→ SHORT TASK: Could you copy out the data word for word, beginning with its first line and stopping after the line that contains "27 80 L 29 79"?

====================

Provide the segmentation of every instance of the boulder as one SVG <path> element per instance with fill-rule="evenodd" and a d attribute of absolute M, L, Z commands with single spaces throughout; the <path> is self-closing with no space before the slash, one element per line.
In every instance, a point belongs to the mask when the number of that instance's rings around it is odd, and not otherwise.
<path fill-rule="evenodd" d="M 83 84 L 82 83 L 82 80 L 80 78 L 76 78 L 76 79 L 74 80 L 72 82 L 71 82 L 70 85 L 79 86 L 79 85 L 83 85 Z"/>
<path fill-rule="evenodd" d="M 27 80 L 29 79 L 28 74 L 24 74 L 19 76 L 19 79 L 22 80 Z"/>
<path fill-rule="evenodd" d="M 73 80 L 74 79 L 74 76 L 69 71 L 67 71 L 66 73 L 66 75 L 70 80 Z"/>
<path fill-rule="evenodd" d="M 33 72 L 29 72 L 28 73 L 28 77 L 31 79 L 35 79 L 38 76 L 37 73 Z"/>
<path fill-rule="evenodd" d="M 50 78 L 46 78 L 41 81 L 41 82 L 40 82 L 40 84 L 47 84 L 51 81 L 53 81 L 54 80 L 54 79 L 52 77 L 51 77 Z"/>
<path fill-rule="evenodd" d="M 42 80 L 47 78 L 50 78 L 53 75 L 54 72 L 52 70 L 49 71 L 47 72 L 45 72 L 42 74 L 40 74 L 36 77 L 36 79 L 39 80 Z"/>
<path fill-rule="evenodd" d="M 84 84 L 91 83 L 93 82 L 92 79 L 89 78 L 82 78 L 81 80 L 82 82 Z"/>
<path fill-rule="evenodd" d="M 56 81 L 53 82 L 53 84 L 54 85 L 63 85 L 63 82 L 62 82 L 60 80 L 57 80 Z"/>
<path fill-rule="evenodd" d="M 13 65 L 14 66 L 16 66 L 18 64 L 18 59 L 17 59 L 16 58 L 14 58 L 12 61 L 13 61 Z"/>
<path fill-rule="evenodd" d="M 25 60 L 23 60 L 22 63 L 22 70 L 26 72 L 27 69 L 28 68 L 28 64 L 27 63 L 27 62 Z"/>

====================

→ FINISHED TASK:
Provide the segmentation of every instance of the boulder as one SVG <path> element per instance with fill-rule="evenodd" and a d attribute of absolute M, L, Z commands with single spaces throughout; the <path> is self-closing with no space before the slash, one element per line.
In every instance, a point belongs to the mask when the number of that instance's rings around it is odd, and not otherwise.
<path fill-rule="evenodd" d="M 83 84 L 82 83 L 82 80 L 80 78 L 76 78 L 76 79 L 74 80 L 72 82 L 71 82 L 70 85 L 79 86 L 79 85 L 83 85 Z"/>
<path fill-rule="evenodd" d="M 27 80 L 29 79 L 28 74 L 24 74 L 19 76 L 19 79 L 22 80 Z"/>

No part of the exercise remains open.